↓

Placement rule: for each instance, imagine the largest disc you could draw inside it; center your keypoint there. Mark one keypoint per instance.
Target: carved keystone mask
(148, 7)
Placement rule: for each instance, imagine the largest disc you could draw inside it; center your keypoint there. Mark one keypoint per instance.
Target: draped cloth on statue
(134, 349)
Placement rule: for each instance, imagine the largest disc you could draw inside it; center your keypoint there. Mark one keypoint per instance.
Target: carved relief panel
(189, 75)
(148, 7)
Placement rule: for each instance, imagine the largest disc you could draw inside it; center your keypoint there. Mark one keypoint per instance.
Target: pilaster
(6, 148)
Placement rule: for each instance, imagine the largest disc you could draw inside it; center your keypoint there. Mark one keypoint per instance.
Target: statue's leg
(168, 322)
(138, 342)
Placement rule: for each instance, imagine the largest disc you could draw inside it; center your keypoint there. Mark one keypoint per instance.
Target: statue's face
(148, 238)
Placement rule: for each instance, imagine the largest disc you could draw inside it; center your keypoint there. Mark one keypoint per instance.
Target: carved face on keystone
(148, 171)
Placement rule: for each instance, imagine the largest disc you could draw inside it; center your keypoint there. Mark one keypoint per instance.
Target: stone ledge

↑
↓

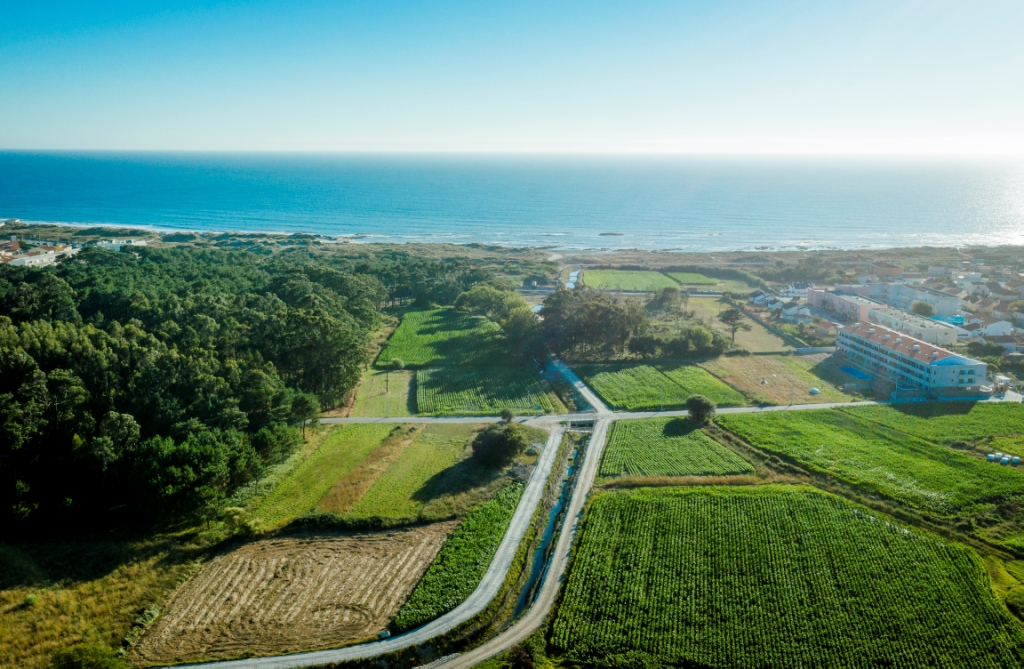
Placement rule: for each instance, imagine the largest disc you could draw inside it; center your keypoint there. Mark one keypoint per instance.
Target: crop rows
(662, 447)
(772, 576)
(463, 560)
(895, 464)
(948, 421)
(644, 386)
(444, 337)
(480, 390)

↑
↓

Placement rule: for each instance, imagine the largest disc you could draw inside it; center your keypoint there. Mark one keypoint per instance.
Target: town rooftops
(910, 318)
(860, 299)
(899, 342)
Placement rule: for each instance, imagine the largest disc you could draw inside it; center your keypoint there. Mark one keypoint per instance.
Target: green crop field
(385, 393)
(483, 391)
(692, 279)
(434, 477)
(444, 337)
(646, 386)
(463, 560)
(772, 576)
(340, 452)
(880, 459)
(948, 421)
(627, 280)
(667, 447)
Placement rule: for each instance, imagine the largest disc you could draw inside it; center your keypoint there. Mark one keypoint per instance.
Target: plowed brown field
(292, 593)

↑

Exercise description:
Within the material above, transcribe exactly the lines that run from the line holding "Target: statue's face" through the line holding "Target: stone ledge".

Answer box:
Target: statue's face
(148, 238)
Placement rule: for each instance, imagine the largest disc you could draw inside it; center your keypoint there. Mark one keypoint per instance.
Target: carved face on keystone
(148, 171)
Placement rule: for each instance, imagine the largest disc you could draw inside it; center your keypoint there. Mark one keypoint per instance.
Target: stone ledge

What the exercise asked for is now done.